_Material to process:_
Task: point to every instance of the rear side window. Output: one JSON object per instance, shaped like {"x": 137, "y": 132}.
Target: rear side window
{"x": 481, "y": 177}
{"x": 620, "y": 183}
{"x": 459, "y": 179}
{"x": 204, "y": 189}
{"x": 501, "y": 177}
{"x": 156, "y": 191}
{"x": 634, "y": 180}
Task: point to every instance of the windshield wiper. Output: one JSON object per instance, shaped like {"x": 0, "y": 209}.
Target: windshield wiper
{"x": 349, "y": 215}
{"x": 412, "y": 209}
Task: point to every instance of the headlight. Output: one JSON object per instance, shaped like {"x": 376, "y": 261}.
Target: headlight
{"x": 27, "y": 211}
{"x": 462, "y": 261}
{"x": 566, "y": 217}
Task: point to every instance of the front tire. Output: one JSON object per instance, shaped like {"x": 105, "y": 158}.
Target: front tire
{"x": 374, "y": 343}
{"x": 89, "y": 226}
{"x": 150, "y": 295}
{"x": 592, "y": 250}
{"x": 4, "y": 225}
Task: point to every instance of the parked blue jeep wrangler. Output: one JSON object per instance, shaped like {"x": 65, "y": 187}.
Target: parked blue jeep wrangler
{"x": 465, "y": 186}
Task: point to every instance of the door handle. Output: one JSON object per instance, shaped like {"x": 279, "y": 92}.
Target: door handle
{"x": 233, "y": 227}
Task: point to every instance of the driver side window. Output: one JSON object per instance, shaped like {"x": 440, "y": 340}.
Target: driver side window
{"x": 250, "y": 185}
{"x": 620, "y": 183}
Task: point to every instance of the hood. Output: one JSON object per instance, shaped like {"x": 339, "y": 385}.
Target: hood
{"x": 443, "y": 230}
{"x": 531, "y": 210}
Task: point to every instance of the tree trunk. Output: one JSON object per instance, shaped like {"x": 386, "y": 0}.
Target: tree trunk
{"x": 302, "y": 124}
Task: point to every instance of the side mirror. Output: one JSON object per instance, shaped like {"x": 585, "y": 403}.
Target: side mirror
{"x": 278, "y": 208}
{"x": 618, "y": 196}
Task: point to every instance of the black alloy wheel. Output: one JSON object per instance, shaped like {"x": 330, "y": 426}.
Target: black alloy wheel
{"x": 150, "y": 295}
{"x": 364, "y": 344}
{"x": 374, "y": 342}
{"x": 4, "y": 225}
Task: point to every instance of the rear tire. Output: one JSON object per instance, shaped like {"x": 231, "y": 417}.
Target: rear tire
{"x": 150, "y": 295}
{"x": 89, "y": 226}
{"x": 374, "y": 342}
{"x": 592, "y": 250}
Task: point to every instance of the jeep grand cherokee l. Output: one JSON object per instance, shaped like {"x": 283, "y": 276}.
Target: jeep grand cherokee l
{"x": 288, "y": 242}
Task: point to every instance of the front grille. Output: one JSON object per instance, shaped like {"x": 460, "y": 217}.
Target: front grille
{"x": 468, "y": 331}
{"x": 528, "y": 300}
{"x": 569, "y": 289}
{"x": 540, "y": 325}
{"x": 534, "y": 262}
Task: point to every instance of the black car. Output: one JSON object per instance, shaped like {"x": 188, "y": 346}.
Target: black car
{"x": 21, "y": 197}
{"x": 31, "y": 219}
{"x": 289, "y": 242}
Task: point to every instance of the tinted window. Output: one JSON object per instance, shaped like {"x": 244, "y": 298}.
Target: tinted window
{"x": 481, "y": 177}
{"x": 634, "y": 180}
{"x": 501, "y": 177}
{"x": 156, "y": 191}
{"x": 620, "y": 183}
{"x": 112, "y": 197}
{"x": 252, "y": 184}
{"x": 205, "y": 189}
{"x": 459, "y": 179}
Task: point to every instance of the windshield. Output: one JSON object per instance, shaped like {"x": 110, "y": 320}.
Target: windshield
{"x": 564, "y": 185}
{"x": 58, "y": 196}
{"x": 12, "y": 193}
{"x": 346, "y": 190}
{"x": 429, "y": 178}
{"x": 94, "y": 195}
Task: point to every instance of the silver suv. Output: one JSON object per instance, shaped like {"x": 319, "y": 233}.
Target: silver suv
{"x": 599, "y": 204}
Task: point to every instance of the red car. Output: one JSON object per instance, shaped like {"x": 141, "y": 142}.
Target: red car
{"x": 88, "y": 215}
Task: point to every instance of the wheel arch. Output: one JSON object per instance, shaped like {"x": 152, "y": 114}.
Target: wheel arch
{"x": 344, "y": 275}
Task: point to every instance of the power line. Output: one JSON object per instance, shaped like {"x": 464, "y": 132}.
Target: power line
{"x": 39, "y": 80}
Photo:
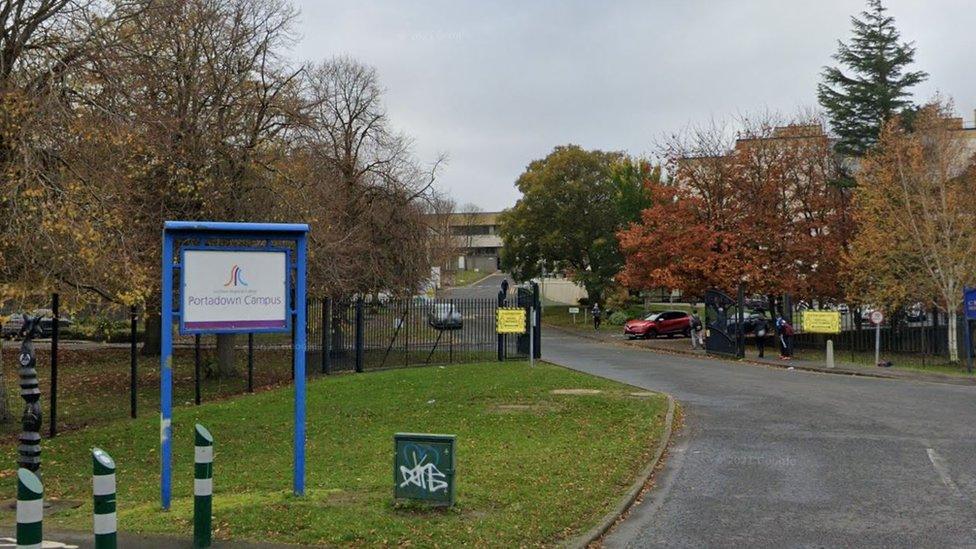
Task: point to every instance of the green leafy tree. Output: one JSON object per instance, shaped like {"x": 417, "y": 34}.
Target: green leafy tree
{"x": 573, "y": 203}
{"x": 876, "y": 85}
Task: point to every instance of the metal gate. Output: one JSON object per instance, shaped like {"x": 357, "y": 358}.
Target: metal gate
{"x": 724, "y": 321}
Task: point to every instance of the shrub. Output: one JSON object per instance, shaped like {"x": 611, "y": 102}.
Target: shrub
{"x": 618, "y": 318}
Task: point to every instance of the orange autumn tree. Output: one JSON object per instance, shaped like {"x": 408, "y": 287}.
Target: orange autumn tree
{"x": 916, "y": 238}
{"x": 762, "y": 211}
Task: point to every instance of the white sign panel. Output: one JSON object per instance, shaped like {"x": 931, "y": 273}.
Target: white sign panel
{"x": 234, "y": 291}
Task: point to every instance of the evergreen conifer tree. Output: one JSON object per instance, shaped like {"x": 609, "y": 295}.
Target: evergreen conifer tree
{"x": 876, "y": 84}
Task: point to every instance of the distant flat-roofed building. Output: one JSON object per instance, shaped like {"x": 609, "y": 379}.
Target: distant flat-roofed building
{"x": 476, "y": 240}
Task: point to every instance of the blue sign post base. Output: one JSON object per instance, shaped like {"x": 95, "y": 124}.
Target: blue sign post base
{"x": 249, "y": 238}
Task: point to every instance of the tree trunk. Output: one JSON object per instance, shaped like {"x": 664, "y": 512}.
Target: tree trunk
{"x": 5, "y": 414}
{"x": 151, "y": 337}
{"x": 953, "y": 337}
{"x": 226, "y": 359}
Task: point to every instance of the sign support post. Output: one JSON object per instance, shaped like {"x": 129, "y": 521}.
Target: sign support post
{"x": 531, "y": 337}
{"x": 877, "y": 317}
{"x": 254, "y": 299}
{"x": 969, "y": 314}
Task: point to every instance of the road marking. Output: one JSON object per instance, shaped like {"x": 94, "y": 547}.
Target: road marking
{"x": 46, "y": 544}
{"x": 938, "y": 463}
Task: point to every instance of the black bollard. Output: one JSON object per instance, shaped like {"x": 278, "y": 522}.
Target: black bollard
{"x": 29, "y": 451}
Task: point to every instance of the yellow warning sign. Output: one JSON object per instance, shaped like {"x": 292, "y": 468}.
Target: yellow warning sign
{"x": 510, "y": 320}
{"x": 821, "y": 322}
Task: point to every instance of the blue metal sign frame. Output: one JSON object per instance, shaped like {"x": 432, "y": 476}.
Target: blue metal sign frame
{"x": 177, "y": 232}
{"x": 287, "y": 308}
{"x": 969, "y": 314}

_Written request:_ Every record above should be written out again without change, except that the pictures are left out.

_The answer:_
Task: point to every instance of the rear side window. Output: one JSON object per instance, shaped like {"x": 137, "y": 132}.
Target: rear side window
{"x": 481, "y": 177}
{"x": 620, "y": 183}
{"x": 459, "y": 179}
{"x": 204, "y": 189}
{"x": 501, "y": 177}
{"x": 156, "y": 191}
{"x": 634, "y": 180}
Task: point to every instance of the windshield wiper. Output: one JSON object per instance, shaped like {"x": 0, "y": 209}.
Target: windshield wiper
{"x": 349, "y": 215}
{"x": 412, "y": 209}
Task: point to every instance of the headlight. Output: one JSON object per instance, shaped like {"x": 376, "y": 261}.
Target: headlight
{"x": 27, "y": 211}
{"x": 462, "y": 261}
{"x": 566, "y": 217}
Task: point to every instance of the front tire. Output: one JSON object per instance, shaped like {"x": 105, "y": 158}.
Target: front tire
{"x": 374, "y": 343}
{"x": 89, "y": 226}
{"x": 150, "y": 295}
{"x": 592, "y": 250}
{"x": 4, "y": 225}
Task: point to every instance of the parked blue jeep wrangler. Output: one JSON object per instance, shaped like {"x": 65, "y": 187}.
Target: parked blue jeep wrangler
{"x": 465, "y": 186}
Task: point to every instance of the door handle. Output: one JSON object per instance, shaped like {"x": 279, "y": 92}.
Target: door handle
{"x": 233, "y": 227}
Task: point to every instance of the driver side window. Output: one JSON object per instance, shaped like {"x": 440, "y": 340}.
Target: driver side window
{"x": 250, "y": 185}
{"x": 620, "y": 183}
Task: point to every instance of the hood. Output: one JSON object per instance, shaped like {"x": 339, "y": 385}.
Target: hood
{"x": 443, "y": 230}
{"x": 531, "y": 210}
Task: point to every instance of the tree trunk. Output: one JSON object per instance, shaped like {"x": 386, "y": 0}.
Target: tree trunk
{"x": 302, "y": 124}
Task: point to every instance of the side mirror. Output: one JSON object per instance, shaped like {"x": 585, "y": 403}.
Target: side mirror
{"x": 278, "y": 208}
{"x": 618, "y": 196}
Task: point to every instance of the black alloy wheel. Output: one JSON object per instance, shaped like {"x": 330, "y": 426}.
Target: black alloy wheel
{"x": 150, "y": 295}
{"x": 364, "y": 344}
{"x": 374, "y": 342}
{"x": 4, "y": 225}
Task: point to every instance of the rear tire. Output: one JSON object per instance, shaped like {"x": 231, "y": 417}.
Target: rear tire
{"x": 150, "y": 295}
{"x": 89, "y": 226}
{"x": 374, "y": 342}
{"x": 592, "y": 250}
Task: point to every instance of the jeep grand cherokee l. Output: one JSON object per instance, shaped like {"x": 283, "y": 276}.
Target: jeep grand cherokee l
{"x": 288, "y": 242}
Task: point to every instance of the front grille. Output: one JSON object per instance, shaped like {"x": 460, "y": 217}.
Target: front grille
{"x": 468, "y": 331}
{"x": 528, "y": 300}
{"x": 569, "y": 289}
{"x": 540, "y": 325}
{"x": 534, "y": 262}
Task: point to every instance of the black car. Output: one JSON object per instance, shaped like {"x": 188, "y": 346}.
Target: black car
{"x": 21, "y": 197}
{"x": 31, "y": 219}
{"x": 289, "y": 242}
Task: point to every instance of the tinted window. Output: one JSON object per instance, shaped like {"x": 244, "y": 298}.
Target: tinted window
{"x": 481, "y": 177}
{"x": 634, "y": 180}
{"x": 501, "y": 177}
{"x": 156, "y": 191}
{"x": 620, "y": 183}
{"x": 112, "y": 197}
{"x": 252, "y": 184}
{"x": 205, "y": 189}
{"x": 459, "y": 179}
Task: point to every instance of the windshield. Output: one JSON object per instance, shaped like {"x": 110, "y": 320}.
Target: windshield
{"x": 564, "y": 185}
{"x": 58, "y": 196}
{"x": 12, "y": 193}
{"x": 346, "y": 190}
{"x": 429, "y": 178}
{"x": 94, "y": 195}
Task: point to every instance of the silver suv. Output: one JSON object per instance, shaped like {"x": 319, "y": 233}.
Target: silver suv
{"x": 599, "y": 204}
Task: point to every instance of the red car. Output: one JSON object per instance, shaped like {"x": 141, "y": 142}.
Target: red car
{"x": 88, "y": 215}
Task: point to every instance of the wheel arch. Output: one JSON object per instance, shaped like {"x": 152, "y": 114}.
Target: wheel arch
{"x": 344, "y": 275}
Task: point to every instance of the power line. Output: one JSON object per instance, shaped like {"x": 464, "y": 132}.
Target: power line
{"x": 39, "y": 80}
Photo:
Task: point to every instance of the green leafy tree. Output: one JSON object per instance, shaped like {"x": 417, "y": 34}.
Target: green leafy tree
{"x": 573, "y": 203}
{"x": 876, "y": 85}
Task: point to every instance of the metal gate. Output: one JSON object per instance, shaped like {"x": 357, "y": 358}.
Target: metal gate
{"x": 724, "y": 321}
Task: point to every instance of the shrub. Output: one JSON object per instance, shaped like {"x": 611, "y": 102}.
Target: shrub
{"x": 618, "y": 318}
Task: point to every instance of the orange autumn tree. Output: one JSON object per instance, shaped like {"x": 408, "y": 287}.
Target: orange autumn tree
{"x": 916, "y": 238}
{"x": 762, "y": 211}
Task: point to every instance of the white sign panel. Output: one JSON object per instance, shaped like {"x": 931, "y": 273}.
Target: white sign panel
{"x": 234, "y": 291}
Task: point to every instance of the evergreen conifer tree. Output: one JSON object per instance, shaped like {"x": 609, "y": 295}.
Target: evergreen conifer tree
{"x": 876, "y": 84}
Task: point to every instance of the distant flat-roofed building. Output: one JSON object per instance, shaped like {"x": 609, "y": 379}.
Target: distant flat-roofed building
{"x": 476, "y": 240}
Task: point to every instance of the blue sign post base. Output: one JSON object per instance, shaped like {"x": 95, "y": 124}.
Target: blue sign post base
{"x": 249, "y": 238}
Task: point to every instance of the tree trunk. Output: one JSON object per instance, shaped like {"x": 664, "y": 512}.
Target: tree trunk
{"x": 5, "y": 414}
{"x": 151, "y": 337}
{"x": 953, "y": 337}
{"x": 226, "y": 359}
Task: point to every instance of the sign support post. Output: one JSON object per instance, shaped like {"x": 129, "y": 521}.
Target: sign support post
{"x": 531, "y": 337}
{"x": 877, "y": 317}
{"x": 254, "y": 299}
{"x": 969, "y": 314}
Task: point to every instance of the road marking. Output: one JSON object per instance, shaped like {"x": 94, "y": 547}.
Target: road marking
{"x": 46, "y": 544}
{"x": 938, "y": 463}
Task: point to every instance of the black bollard. Output: one JSON object per instance, shaped like {"x": 278, "y": 522}.
Target: black bollard
{"x": 29, "y": 451}
Task: point to every instance of the yellow warning sign. Output: one JSON object per instance, shaped like {"x": 292, "y": 468}.
Target: yellow warning sign
{"x": 510, "y": 320}
{"x": 821, "y": 322}
Task: point to every instance of the blue metal sign frame. Output: one JSON object per instance, shaped like {"x": 432, "y": 476}.
Target: blue metal sign frame
{"x": 177, "y": 232}
{"x": 287, "y": 308}
{"x": 969, "y": 314}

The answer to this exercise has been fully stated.